=== Amaç ===
Aşağıdaki trafik kazası haberine göre şu soruları yanıtlayın:
(a) Kaza yapan otomobil hangi mahalleye gidiyordu?
(b) Yaralıları otomobilden hangi ekip çıkardı?
(c) Hangi yaralının sağlık durumunun ciddiyetini koruduğu açıklandı?

=== Belge bölümü ===

========

Son şiirleri Özgecan içindi! İki şair trafik kurbanı!
Adana'da meydana gelen trafik kazasında ikisi şair 4 kişi hayatını kaybetti.
Merkez Çukurova İlçesi'nde Topalak Mahallesi'ne giden, sürücüsü
belirlenemeyen 01 HZ 015 plakalı otomobil, kontrolden çıkarak
refüje çarpıp, şarampole yuvarlandı. Kazada yan yatan otomobilin
içinde sıkışan Bülent Gökgöl ve Hasan Hüseyin Gündüzalp öldü,
beraberlerindeki Aysel Kılınç ile Seyfi Karahan ise yaralandı.
Adana Büyükşehir Belediyesi CANKUR ekibi tarafından otomobilden
çıkarılan yaralılar hastanelere, şairlerin cesetleri ise Adana Adli
Tıp Kurumu morguna kaldırıldı. Yaralılardan Seyfi Karahan'ın sağlık
durumunun ciddiyetini koruduğu, Aysel Kılınç'ın hayati tehlikesinin
bulunmadığı açıklandı.

========

=== Materyal kümesi ===

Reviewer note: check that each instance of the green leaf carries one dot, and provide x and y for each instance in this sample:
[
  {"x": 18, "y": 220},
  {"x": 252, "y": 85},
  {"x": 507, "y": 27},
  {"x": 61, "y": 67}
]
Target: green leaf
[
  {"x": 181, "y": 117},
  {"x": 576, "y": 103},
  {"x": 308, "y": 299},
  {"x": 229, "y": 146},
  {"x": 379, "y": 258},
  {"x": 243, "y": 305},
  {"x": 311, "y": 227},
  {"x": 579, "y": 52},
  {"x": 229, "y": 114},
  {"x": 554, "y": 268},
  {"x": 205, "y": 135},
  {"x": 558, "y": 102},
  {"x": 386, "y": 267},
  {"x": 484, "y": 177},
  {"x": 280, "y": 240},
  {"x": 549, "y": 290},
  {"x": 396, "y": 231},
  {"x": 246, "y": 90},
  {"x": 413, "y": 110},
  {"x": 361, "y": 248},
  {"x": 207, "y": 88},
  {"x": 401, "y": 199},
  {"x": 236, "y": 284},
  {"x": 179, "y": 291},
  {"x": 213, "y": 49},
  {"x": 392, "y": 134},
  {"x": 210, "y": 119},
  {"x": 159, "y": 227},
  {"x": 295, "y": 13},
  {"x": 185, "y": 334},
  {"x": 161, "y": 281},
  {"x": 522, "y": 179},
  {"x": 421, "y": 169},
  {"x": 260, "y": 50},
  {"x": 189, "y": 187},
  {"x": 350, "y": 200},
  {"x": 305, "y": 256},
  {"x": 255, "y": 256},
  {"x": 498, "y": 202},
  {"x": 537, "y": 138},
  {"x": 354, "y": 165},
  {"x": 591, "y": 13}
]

========

=== Sonuç aşağıda ===
(a) Otomobil Topalak Mahallesi'ne gidiyordu.
(b) Yaralıları Adana Büyükşehir Belediyesi CANKUR ekibi çıkardı.
(c) Seyfi Karahan'ın sağlık durumunun ciddiyetini koruduğu açıklandı.